■ **Texte proposé**
===

Sortie le mercredi 4 septembre 2019


 


Pour son onzième long métrage, Cédric Kahn filme, et ce n’est pas coutume, des scènes de groupe, explosives.

À l’occasion de l’anniversaire des 70 ans d’Andréa (Catherine Deneuve), toute la famille se réunit chez elle, pour un week-end à la campagne.


 

Ses deux fils, Vincent, interprété par Cédric Kahn, sérieux et raisonnable, Romain (Vincent Macaigne) "l’artiste", légèrement borderline et sa fille Claire, l’aînée (Emmanuelle Bercot), passablement caractérielle, de retour après trois ans d’absence, bien déterminée à récupérer ses billes dans la mise en vente éventuelle de la maison. Toute l’action, ou presque, se passe à table, lors des repas.


 

On ne peut s’empêcher de penser au terrifiant Festen de Thomas Vinterberg, chef-d’œuvre du genre, mais qui n’interdit pas de se confronter cinématographiquement à une situation similaire.

Cédric Kahn cible l’argent comme moteur du conflit familial. Par le biais de digressions et de subterfuges, les personnages sont mis face à leur condition sociale et leur différence pécuniaire.
Romain l’artiste" filme dans le film" des plans foireux pour un hypothétique essai expérimental. Vincent se montre très médiocre et peu généreux face à Romain qui emprunte sa voiture et lui emboutit l’aile avant. Sa petite amie effarée tente de reprendre le train pour Paris. La fille de Claire veut s’enfuir avec son amoureux. Claire réclame la vente de la maison.


 


 

Quant à Andréa, elle ne capte pas grand-chose de la situation, sinon que sa fête d’anniversaire est gâchée par les turbulences et les cris. Maternelle avec sa fille qu’elle n’a jamais bien comprise, elle se trouve aujourd’hui dépassée par ce happening et incapable de discerner ses désirs, sinon qu’elle est toujours dans l’excès et l’irraisonnable.

===

(Enregistrements sources)
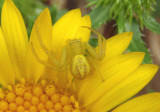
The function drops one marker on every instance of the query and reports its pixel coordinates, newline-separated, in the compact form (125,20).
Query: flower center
(41,97)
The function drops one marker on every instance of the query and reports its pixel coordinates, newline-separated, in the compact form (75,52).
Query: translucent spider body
(75,55)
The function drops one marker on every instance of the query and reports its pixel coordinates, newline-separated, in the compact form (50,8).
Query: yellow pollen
(20,89)
(40,97)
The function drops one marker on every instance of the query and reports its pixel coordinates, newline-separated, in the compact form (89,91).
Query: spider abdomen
(80,67)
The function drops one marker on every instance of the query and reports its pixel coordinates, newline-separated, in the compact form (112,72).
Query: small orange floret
(37,98)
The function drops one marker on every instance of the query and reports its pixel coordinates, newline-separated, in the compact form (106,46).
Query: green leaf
(93,42)
(120,21)
(137,44)
(150,23)
(99,16)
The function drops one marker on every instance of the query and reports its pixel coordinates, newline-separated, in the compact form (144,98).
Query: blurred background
(109,17)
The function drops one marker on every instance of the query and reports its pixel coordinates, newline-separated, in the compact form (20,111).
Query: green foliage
(137,44)
(151,24)
(56,13)
(128,14)
(93,42)
(99,16)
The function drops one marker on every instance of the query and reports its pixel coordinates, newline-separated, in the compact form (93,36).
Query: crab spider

===

■ **Liste des consignes**
1. Relevez, dans la critique de film, tous les acteurs et actrices présentés comme interprètes d'un personnage, en indiquant pour chacun le rôle qui lui est attribué.
2. Reproduisez fidèlement tout le passage de la critique de film, depuis « Pour son onzième » jusqu'à « lors des repas. ».

■ **Corrigé des activités**
1.
Catherine Deneuve : Andréa
Cédric Kahn : Vincent
Vincent Macaigne : Romain
Emmanuelle Bercot : Claire

2.
Pour son onzième long métrage, Cédric Kahn filme, et ce n’est pas coutume, des scènes de groupe, explosives.

À l’occasion de l’anniversaire des 70 ans d’Andréa (Catherine Deneuve), toute la famille se réunit chez elle, pour un week-end à la campagne.


 

Ses deux fils, Vincent, interprété par Cédric Kahn, sérieux et raisonnable, Romain (Vincent Macaigne) "l’artiste", légèrement borderline et sa fille Claire, l’aînée (Emmanuelle Bercot), passablement caractérielle, de retour après trois ans d’absence, bien déterminée à récupérer ses billes dans la mise en vente éventuelle de la maison. Toute l’action, ou presque, se passe à table, lors des repas.